-------- TEKS YANG DITAMPILKAN

Kau Pembuatnya, Kau Pelanggarnya
“Jangan membuat Undang-undang (UU), kalau tidak menguntungkan dirimu; Sebab jika engkau sendiri melanggarnya, kami makin jengkel dan benci dengan kekuasaanmu, termasuk kami benci dengan UU-mu.”
Penggalan kalimat di atas, tiada lain sebagai puncak ekspresi kemuakan penulis secara pribadi (dan tidak menutup kemungkinan pembaca memiliki perasaan sama dengan saya) kepada pejabat di negeri ini yang kita tahunya dialah dominan terlibat dalam pembuatan naskah Undang-undang (UU), tetapi dia pulalah yang melanggarnya.
Ibarat pepatah anak muda dari lagu dangdut yang populer di era 90-an, kau yang berjanji kau yang mengingkari. Engkau yang berjanji di atas kertas, bahwa UU ini mengikat bagi semua, tidak terkecuali, tetapi apa lacur kau ternyata yang pertama mengingkarinya.

----------------
-------- DATA YANG DISEDIAKAN

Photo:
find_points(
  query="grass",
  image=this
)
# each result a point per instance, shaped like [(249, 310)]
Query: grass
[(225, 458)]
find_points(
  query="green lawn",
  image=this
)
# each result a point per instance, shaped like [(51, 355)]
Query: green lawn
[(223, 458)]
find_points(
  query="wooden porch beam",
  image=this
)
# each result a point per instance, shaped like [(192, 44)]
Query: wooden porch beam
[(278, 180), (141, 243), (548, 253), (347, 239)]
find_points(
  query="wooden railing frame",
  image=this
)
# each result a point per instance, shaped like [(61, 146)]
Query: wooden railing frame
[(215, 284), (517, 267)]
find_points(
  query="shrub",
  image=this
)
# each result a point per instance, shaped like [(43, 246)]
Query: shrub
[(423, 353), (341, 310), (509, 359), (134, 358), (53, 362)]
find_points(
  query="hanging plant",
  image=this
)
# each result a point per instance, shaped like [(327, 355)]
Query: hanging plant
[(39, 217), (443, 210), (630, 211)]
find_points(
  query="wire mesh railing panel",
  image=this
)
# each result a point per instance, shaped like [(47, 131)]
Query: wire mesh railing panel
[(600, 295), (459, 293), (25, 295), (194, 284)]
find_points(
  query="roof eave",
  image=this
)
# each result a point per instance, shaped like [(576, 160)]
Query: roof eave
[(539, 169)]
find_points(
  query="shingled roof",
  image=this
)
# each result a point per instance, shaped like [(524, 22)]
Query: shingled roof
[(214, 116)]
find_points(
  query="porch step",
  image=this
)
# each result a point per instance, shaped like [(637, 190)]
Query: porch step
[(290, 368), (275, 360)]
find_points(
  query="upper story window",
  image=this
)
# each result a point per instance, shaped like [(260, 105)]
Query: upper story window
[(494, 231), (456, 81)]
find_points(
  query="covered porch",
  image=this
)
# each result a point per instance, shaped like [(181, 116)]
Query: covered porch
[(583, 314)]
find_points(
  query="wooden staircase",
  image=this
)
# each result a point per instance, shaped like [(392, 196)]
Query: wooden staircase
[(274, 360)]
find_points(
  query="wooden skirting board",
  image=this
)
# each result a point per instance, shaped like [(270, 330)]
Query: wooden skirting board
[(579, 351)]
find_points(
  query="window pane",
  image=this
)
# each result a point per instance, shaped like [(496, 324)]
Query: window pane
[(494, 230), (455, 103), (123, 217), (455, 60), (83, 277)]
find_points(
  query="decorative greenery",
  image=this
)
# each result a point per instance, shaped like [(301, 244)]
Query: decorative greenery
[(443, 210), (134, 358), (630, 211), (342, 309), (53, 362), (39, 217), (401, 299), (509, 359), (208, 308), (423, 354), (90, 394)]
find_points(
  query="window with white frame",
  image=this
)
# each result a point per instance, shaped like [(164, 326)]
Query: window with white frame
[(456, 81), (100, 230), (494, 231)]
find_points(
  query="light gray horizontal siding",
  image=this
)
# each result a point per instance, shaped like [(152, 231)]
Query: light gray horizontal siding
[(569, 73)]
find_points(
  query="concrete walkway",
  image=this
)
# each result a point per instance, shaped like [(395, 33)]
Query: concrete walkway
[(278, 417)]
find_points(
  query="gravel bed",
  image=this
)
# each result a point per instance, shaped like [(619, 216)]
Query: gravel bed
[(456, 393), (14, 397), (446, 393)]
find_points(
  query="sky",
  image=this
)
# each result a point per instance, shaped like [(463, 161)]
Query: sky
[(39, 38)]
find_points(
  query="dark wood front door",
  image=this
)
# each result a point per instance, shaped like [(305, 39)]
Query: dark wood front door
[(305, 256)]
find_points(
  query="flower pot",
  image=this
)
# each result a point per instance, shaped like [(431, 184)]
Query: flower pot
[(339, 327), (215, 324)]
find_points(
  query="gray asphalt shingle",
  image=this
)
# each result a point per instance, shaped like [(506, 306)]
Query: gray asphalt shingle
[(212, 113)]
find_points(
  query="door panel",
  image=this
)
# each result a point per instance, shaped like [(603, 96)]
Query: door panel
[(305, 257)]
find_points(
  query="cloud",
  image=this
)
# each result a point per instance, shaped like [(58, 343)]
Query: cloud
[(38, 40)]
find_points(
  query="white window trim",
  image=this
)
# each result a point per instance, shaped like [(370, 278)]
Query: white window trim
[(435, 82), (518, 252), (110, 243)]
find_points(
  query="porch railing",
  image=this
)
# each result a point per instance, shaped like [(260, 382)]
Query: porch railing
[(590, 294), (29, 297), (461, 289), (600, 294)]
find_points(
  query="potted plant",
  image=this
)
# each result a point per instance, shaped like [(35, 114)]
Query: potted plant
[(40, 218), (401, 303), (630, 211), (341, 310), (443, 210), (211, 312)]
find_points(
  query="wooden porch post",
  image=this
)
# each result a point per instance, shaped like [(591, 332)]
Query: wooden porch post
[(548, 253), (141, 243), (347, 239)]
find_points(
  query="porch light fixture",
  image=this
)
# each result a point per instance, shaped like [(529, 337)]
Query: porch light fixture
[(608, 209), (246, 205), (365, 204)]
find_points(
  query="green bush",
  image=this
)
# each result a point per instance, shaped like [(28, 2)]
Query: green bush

----------------

RINCIAN SOAL: Salinlah dengan tepat bagian teks tentang pejabat pembuat dan pelanggar undang-undang, mulai dari "Kau Pembuatnya, Kau" sampai dengan "yang pertama mengingkarinya.". Daftar di atas tidak diperlukan untuk mengerjakan soal.

PENYELESAIAN SOAL:
Kau Pembuatnya, Kau Pelanggarnya
“Jangan membuat Undang-undang (UU), kalau tidak menguntungkan dirimu; Sebab jika engkau sendiri melanggarnya, kami makin jengkel dan benci dengan kekuasaanmu, termasuk kami benci dengan UU-mu.”
Penggalan kalimat di atas, tiada lain sebagai puncak ekspresi kemuakan penulis secara pribadi (dan tidak menutup kemungkinan pembaca memiliki perasaan sama dengan saya) kepada pejabat di negeri ini yang kita tahunya dialah dominan terlibat dalam pembuatan naskah Undang-undang (UU), tetapi dia pulalah yang melanggarnya.
Ibarat pepatah anak muda dari lagu dangdut yang populer di era 90-an, kau yang berjanji kau yang mengingkari. Engkau yang berjanji di atas kertas, bahwa UU ini mengikat bagi semua, tidak terkecuali, tetapi apa lacur kau ternyata yang pertama mengingkarinya.